Consul connection drops:

Consul connection drops: "nf_conntrack: table full, dropping packet"

This error message means that the connection tracking table has reached its limit, causing various issues like network timeouts.

Roman Zipp, September 22nd, 2022

When we were stress testing our new infrastructure based on Nomad & Consul we quickly experienced issues where all packets were dropped after a couple of seconds. There were no issues indicating any problems with CPU load or network bandwidth. In addition, we weren't able to monitor the uptime of any jobs because HAProxy only displayed L7 CONN issues.

The evidence

After looking through all possible logfiles the kern.log showed a lot of errors which indicated a network issue.

nf_conntrack: table full, dropping packets.

Conntrack

A Conntrack Firewall is a type of firewall that uses the Linux kernel's connection tracking system (known as "conntrack") to improve network security. With this firewall, incoming and outgoing network traffic is examined to determine its state, and rules are applied based on that state.

——

=== OBJECTIVE 1 ===
According to the Consul connection drops page, which log file showed errors pointing to a network issue?
=== OBJECTIVE 2 ===
Update the Consul connection drops page between "Roman Zipp, September" and "L7 CONN issues.", inclusive, swapping "HAProxy" for "Traefik".
=== OBJECTIVE 3 ===
Condense the paragraph of the Consul connection drops page that opens with "When we were stress testing", keeping its main facts.

=== SUPPLIED INFORMATION ===
——

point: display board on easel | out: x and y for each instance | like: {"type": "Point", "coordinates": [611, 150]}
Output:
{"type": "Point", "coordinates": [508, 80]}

——

=== TASK OUTPUT 1 ===
The kern.log file.

=== TASK OUTPUT 2 ===
Roman Zipp, September 22nd, 2022

When we were stress testing our new infrastructure based on Nomad & Consul we quickly experienced issues where all packets were dropped after a couple of seconds. There were no issues indicating any problems with CPU load or network bandwidth. In addition, we weren't able to monitor the uptime of any jobs because Traefik only displayed L7 CONN issues.

=== TASK OUTPUT 3 ===
While stress testing the new Nomad & Consul infrastructure, we saw all packets dropped after a couple of seconds. CPU load and network bandwidth showed no problems. We couldn't monitor job uptime because HAProxy only displayed L7 CONN issues.